Transitioning to Long-distance Events

Although politicians had occasionally employed the telegraph to initiate fairs and other important events from a distance (usually only by conveying a message), long-distance button events would become increasingly popular—and even standard—in the years following the World's Columbian Exposition. No other teleoperated event would match the one designed by fair organizers to start the 1901 Pan-American Exposition in Buffalo, New York. Created to reproduce the grandeur and spectacle once witnessed in Chicago, the event hinged on an ambitious scheme to have U.S. president William McKinley and other presidents from across the Western hemisphere touch buttons at the same time. Complicating matters, President McKinley would travel cross-country on a train while pressing his button. This elaborate performance, combining long-distance communication, synchronicity, and remote activation of machines, capitalized on a fantasy of globalized technological touch:

At 2 o'clock, Buffalo time, by arrangement with the cable companies leading to South America, and with the telegraphic companies, and with the Atlantic cable companies, the Presidents and Rulers of all the countries of the Western Hemisphere will be requested to touch an electric button in their office, which will thus start a piece of machinery of the Exposition […] President McKinley, from his special train, will start the great fountain pumps, and will transmit over the wires a message of greeting to the people assembled on the occasion of the opening. (“The Pan-American Fair,” Citation1901)

The New York Times called this a “novel” and “remarkable” plan, emphasizing how rulers and nations could come together through the use of technology to demonstrate their combined power. This striking example of collaborative work across great distances, where technologically driven entities including cable companies, telegraphic companies, and locomotive engineers came together around a common purpose, received voluminous praise in a number of media sources for its efforts to coordinate action from a distance. Whether riding on a train, sitting in the White House, or standing on a fair's podium, a world leader could set his finger upon the button and bring an event to life, these sources noted, pointing to a kind of omnipotence once unimaginable.

Due to this new human-technology configuration of carrying out opening ceremonies across a distance, newspapers and magazines played an important role in providing a “behind-the-scenes” perspective on the various components involved. Describing a moment at the White House on April 15, 1902 when President Roosevelt started the Masonic Fair with his family members as witnesses, the Washington Post reported: “At the White House a scene of interest almost as intense as that which held those at the fair spellbound was enacted.” The article continued, “At the supreme moment three taps of the key sounded, and the President pressed down another key, which was the signal for the opening, and all was over. The children had manifested an intense interest in the proceeding from beginning to end, and required the operator to explain the whole system to them before their distinguished parent touched the button” (”Masonic Fair is open,” Citation1902). Transporting readers to the White House, the article depicted a scene of “intensity” during the “supreme moment” with a “spellbound” audience of the president's children, offering an omniscient view of the long-distance button-pressing act. Here, the journalist could simultaneously provide multiple scenes and perspectives; after describing the president at his desk in Washington, DC, the reporter went on to dramatize the scene witnessed at the fair and its animated machinery—creating a bridge between the button act and the physical opening ceremony. One could never witness these two events at the same time; thus, newspaper reports offered a special kind of mediation for readers that brought remote acts together. In this manner, texts about the long-distance ceremony also offered a form of authentication to readers—verifying the true nature of the button-pressing act (Peters, Citation1999). Without this important step, only a privileged few would bear witness to the president's touch.

(Stored data entries)

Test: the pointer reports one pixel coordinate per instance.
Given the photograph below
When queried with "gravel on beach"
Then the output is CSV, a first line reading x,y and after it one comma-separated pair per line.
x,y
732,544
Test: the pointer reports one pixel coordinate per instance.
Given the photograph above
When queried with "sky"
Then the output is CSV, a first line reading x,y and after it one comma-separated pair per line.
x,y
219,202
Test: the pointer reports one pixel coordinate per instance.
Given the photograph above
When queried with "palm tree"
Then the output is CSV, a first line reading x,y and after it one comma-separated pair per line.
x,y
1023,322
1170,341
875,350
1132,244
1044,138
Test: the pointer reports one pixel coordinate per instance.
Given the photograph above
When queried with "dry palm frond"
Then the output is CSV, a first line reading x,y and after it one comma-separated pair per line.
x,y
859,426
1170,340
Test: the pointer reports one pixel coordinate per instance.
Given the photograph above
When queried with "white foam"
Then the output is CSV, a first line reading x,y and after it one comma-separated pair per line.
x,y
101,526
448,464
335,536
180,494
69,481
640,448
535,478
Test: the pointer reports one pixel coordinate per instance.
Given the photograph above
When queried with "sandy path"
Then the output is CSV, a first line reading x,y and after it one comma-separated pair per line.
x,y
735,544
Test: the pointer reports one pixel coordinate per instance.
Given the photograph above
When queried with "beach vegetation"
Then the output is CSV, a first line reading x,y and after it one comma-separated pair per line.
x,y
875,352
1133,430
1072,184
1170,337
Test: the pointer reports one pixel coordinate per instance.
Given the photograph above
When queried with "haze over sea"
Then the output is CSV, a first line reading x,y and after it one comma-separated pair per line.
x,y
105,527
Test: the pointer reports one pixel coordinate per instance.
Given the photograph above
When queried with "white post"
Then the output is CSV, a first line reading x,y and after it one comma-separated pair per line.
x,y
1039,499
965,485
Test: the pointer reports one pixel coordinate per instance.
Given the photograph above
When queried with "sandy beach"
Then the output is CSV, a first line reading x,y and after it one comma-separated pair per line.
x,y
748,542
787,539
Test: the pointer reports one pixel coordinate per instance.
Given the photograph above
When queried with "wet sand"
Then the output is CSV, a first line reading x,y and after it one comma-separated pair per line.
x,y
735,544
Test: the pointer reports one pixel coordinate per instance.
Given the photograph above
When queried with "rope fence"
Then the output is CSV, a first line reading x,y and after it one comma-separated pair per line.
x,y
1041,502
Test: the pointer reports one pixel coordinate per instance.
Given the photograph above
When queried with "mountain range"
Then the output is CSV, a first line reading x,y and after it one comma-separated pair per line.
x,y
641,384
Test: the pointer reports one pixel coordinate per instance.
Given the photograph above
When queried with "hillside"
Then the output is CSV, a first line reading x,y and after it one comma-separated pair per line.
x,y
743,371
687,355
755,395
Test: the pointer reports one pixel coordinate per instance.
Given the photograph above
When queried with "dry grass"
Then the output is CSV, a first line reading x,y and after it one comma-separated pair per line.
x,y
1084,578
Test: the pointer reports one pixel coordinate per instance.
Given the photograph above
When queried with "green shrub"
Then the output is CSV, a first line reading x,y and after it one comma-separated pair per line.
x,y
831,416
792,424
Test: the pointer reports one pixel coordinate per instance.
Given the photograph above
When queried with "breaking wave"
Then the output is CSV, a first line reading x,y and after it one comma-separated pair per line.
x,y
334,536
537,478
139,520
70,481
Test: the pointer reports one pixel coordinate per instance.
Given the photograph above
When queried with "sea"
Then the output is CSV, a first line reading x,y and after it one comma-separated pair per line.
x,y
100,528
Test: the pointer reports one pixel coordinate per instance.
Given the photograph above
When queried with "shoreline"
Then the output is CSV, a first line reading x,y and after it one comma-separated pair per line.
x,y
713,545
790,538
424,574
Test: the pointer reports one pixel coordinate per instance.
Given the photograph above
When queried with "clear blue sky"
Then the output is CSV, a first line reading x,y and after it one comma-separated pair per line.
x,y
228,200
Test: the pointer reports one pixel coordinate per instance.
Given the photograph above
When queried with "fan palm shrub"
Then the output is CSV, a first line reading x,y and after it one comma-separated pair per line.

§ **GIVEN TASK A**: Gather every line in the listing that contains the string "beach".
§ **GIVEN TASK B**: Extend the passage on long-distance button-pressing ceremonies, picking up after its final sentence.

§ **FINAL RESULT A**:
When queried with "gravel on beach"
When queried with "beach vegetation"
When queried with "sandy beach"

§ **FINAL RESULT B**:
Just as media stories could act as sutures between button-pressing event and fair event, they could also work to expose the proceedings as artificial—inauthentic—when a president didn't actually control the technology. In most cases fair organizers would have wires strung from the White House to the fair grounds so that telegraph and machinery were directly connected, but in the case of the Citation1904 St. Louis Exposition, President Roosevelt only sent a signal, and an indirect one at that. The Boston Daily reported on this faked performance in a section entitled, “Not by President” in which the author described a plot by the fair's president, David R. Francis, to simulate the button act: “President Roosevelt had telegraphed Pres [sic] Francis earlier that he had important engagements that would call him away from the White House chamber shortly after 1 and that he would be compelled to touch the button soon after 1,” the author noted:

“Pres Francis on receiving this looked worried. […] When President Roosevelt's message was received to start the machinery and the cascades, Francis ignored it till Taft had made his address. He then pretended to receive the signal and the machinery and waterfalls were started while the flags burst forth from the exhibit palaces. No one in the crowd was the wiser.”

While fair organizers worked on the ground to keep the spectacle intact—taking advantage of the president's remoteness—reporters offered an exposé on the actual, fabricated goings on between fair organizers and the president. Although media accounts often reinforced dominant narratives of presidential control and national pride, they could also provide insight into the more mischievous and inauthentic sides of the function by acting in a watchdog capacity. Although the long-distance event could succeed on the ground, journalists intervened by weighing in on the act's authenticity for readers.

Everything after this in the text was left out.